■ WHAT IS REQUIRED ■
Reproduce every line of the data below, from the line containing "Pinpoint every instance of flower" down to the line containing "0, 305, 118]]", with both end lines included. Shift each bounding box coordinate by adding 121 to it.
** Begin MATERIAL FOR THE TASK **
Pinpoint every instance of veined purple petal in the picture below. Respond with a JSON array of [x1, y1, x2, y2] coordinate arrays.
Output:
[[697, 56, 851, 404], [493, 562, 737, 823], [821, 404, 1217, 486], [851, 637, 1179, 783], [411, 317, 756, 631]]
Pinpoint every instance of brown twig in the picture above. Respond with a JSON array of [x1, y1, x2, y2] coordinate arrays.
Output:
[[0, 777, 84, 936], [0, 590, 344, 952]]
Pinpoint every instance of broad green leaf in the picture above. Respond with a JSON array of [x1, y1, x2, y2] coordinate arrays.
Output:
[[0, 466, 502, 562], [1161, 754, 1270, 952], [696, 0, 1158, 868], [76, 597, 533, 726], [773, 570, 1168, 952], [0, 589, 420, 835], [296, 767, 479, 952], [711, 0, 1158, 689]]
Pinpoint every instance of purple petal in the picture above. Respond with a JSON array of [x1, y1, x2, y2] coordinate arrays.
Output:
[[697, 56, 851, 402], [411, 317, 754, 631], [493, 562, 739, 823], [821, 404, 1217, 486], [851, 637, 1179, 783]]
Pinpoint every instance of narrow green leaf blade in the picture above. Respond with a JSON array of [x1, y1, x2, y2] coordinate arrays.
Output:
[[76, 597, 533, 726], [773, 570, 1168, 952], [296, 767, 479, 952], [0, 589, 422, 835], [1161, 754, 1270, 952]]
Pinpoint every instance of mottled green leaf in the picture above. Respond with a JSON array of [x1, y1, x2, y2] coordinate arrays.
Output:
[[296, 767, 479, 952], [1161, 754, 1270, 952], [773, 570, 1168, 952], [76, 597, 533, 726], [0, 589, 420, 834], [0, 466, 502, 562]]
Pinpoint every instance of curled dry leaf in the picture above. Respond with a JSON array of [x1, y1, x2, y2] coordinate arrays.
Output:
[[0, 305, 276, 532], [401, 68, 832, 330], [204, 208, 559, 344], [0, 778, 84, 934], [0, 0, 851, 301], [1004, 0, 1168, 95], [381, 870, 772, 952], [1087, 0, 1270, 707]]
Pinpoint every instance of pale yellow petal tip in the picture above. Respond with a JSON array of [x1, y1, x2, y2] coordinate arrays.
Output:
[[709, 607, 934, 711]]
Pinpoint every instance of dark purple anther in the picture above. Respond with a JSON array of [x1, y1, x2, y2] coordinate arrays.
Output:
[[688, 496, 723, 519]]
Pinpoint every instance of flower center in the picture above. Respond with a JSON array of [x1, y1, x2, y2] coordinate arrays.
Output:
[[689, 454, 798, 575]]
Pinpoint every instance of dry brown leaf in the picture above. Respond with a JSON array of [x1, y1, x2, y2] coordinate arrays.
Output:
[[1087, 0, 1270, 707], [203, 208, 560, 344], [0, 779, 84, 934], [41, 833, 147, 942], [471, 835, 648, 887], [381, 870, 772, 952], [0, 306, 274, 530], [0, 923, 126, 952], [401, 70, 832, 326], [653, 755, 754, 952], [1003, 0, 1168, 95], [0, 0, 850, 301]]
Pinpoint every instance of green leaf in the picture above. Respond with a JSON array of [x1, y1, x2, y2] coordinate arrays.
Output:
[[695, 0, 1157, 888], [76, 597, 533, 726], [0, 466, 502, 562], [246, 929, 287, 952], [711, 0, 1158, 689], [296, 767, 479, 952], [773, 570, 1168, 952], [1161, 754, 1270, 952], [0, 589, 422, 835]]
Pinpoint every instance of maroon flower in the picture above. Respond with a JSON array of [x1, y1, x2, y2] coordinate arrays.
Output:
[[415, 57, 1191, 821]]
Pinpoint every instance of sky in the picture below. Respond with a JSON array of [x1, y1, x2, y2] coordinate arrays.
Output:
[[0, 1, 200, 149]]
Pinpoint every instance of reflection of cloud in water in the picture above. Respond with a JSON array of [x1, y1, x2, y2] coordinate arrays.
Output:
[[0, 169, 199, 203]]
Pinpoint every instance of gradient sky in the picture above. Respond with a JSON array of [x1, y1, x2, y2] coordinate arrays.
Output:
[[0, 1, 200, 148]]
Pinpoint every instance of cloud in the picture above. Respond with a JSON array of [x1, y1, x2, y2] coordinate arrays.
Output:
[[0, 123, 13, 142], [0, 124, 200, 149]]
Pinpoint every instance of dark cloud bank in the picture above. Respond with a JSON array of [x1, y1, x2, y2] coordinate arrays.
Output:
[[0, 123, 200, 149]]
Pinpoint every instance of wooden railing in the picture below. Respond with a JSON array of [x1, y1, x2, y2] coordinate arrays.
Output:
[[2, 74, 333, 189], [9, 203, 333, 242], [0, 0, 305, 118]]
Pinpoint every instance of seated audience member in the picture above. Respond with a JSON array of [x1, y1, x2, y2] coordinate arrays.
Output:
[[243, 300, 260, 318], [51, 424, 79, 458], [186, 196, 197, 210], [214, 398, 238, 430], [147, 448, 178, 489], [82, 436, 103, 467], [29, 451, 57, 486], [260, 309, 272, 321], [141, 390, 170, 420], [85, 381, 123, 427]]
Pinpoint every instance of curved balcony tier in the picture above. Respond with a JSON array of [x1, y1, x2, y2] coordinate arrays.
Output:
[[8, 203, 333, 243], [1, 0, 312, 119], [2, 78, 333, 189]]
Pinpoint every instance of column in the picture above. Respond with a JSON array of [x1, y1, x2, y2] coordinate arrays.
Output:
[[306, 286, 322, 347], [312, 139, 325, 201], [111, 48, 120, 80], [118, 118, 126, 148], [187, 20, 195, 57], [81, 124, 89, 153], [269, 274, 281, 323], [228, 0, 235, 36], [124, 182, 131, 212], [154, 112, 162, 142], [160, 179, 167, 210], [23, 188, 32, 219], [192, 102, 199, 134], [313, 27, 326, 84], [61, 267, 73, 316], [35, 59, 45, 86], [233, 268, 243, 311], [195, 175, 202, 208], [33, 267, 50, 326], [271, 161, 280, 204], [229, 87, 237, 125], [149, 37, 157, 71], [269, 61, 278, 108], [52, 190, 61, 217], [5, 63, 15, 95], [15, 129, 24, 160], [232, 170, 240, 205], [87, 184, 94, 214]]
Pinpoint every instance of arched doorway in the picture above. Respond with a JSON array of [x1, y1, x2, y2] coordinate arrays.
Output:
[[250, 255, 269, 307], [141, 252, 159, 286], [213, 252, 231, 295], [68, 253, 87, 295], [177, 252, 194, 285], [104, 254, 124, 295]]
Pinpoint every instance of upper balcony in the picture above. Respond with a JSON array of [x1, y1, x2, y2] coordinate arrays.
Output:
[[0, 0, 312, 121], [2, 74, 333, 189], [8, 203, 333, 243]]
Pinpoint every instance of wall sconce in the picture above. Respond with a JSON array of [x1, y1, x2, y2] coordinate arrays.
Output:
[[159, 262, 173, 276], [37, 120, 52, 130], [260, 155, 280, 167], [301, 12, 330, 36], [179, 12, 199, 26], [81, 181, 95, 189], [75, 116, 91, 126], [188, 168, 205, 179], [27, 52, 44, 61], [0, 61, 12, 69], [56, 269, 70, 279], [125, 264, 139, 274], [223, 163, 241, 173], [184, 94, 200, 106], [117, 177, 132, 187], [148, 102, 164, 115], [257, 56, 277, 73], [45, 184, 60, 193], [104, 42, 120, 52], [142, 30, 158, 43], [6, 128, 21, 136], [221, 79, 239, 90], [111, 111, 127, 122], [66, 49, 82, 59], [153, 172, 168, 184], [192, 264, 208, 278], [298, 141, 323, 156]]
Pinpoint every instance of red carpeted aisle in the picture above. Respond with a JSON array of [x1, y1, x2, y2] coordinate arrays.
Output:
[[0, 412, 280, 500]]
** End MATERIAL FOR THE TASK **
■ WRITTEN ANSWER ■
Pinpoint every instance of flower center in the picture above. Respond with a JSON array of [x1, y1, x2, y2] coordinate arrays.
Output:
[[810, 575, 919, 696]]
Pinpoint every instance of dry brown leaf in the picture above. Respond with a JSON array of [x1, y1, x2, y2] coordinate arrays.
Output:
[[1208, 121, 1391, 828], [324, 329, 681, 465], [121, 900, 205, 1055], [162, 954, 268, 1063], [592, 956, 769, 1008], [502, 991, 893, 1073], [121, 427, 395, 651], [121, 1044, 247, 1073], [522, 191, 953, 447], [774, 876, 875, 1073], [1124, 121, 1289, 216], [121, 121, 971, 422]]
Pinpoint every instance of green leaf in the picture above. Respond with a JSON array of [x1, y1, x2, y2] coordinate arrays.
Output:
[[816, 121, 1278, 1009], [197, 718, 654, 847], [121, 587, 623, 683], [367, 1050, 408, 1073], [832, 121, 1279, 810], [417, 888, 600, 1073], [894, 691, 1289, 1073], [1282, 875, 1391, 1073], [121, 710, 543, 956]]
Pinpoint every instance of maroon flower in the picture above. Respond with a JSON array of [x1, y1, x2, y2] coordinate arrays.
Output:
[[536, 178, 1312, 942]]
Pinpoint every instance of sky in the picture below. Respond with a JSON array of [x1, y1, x2, y2] coordinate arrays.
Output:
[[121, 122, 321, 270]]
Pinpoint every instance of reflection of cloud in water in the picture above. Respond with a JSON array of [x1, y1, x2, y2] coordinate arrays.
Output:
[[121, 290, 320, 324]]
Pinpoint every instance of gradient sky in the picture above. Respond with a JSON array of [x1, y1, x2, y2] coordinate arrays.
Output:
[[121, 122, 321, 269]]
Pinpoint every instance of cloud in the picture above. Respond with a JSON array of [x1, y1, x2, y2] coordinate arrays.
Output:
[[121, 244, 134, 263], [121, 245, 321, 270]]
Pinpoint every instance of dark cloud bank in the picture above. Respond with a JSON array of [x1, y1, x2, y2] coordinate arrays.
Output:
[[121, 244, 321, 270]]
Pinpoint every instance of wooden railing in the picture below. Respond with a JSON array of [x1, y1, x2, y2] coordinate arrays.
Output:
[[123, 195, 454, 310], [130, 324, 454, 363], [121, 121, 426, 239]]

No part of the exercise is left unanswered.